[[ PASSAGE PROVIDED, beginning ]]

  15. You think the last line of The Star Spangled Banner is "Gentlemen, start your engines."
  16. You consider your license plate personalized because your dad made it in prison.
  17. The blue book value of your truck goes up and down depending upon how much gas it has in it.
  18. One of your kids was born on a pool table.
  19. Your aunt and your grandmother went to the funeral and had a fight over who gets to be the widow.
  20. You ever used a toilet brush as a back scratcher.
  21. You have the local taxidermist's number on speed dial.
  22. On Thanksgiving Day you have to decide which pet to eat.
  23. The Home Shopping Network operator recognizes your voice.
  24. Your kids take a siphon hose to "Show and Tell."
  25. You think a turtleneck is a key ingredient for soup.
  26. Your idea of talking during sex is, "Ain't no cars coming, baby!"
  27. Three quarters of the clothes you own have logos on them.
  28. If the fifth grade is referred to as "your senior year."
  29. You've ever made change in the offering plate.
  30. You think the mountain men in "Deliverance" were just "misunderstood."
  31. You consider a three-piece suit to be: a pair of overalls, a plaid flannel shirt and thermal underwear.
  32. You go Christmas shopping for your mom, sister, and girlfriend, and you only need to buy one gift.
  33. You mow your lawn and find a car.
  34. You have been fired from a construction job because of your appearance.
  35. Your house doesn't have curtains, but your truck does.
  36. Your dad walks you to school because you are both in the same grade.
  37. You have a special baseball cap for formal occasions.
  38. You won't stop at a rest area if you have an empty beer can in the car.
  39. You take your dog for a walk and you both use the same tree.
  40. Jack Daniels makes your list of "most admired people."
  41. You hit a bump in the road and lose half of your worldly possessions.
  42. You owe the taxidermist more than your annual income.
  43. Your dog and your wallet are both on chains.
  44. Someone asks to see your ID and you show them your belt buckle.
  45. You have to go outside to get something out of the fridge.
  46. You look upon a family reunion as a chance to meet "Ms. Right."
  47. You have a rag for a gas cap.
  48. You had to remove a toothpick for your wedding pictures.
  49. You think a Volvo is part of a woman's anatomy.
  50. The most commonly heard phrase at your family reunion is, "What the hell are you looking at, shithead?"
  51. You've ever worn a tube top to a wedding.
  52. You have refused to watch the Academy Awards since "Smokey and the Bandit" was snubbed for best picture.

[[ PASSAGE PROVIDED, end ]]
[[ RECORDED INFORMATION, beginning ]]

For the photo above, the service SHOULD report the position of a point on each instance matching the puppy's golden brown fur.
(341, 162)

[[ RECORDED INFORMATION, end ]]

**REQUIREMENT**
State what the numbered joke list says the truck has but the house does not.

**RESULT**
Curtains.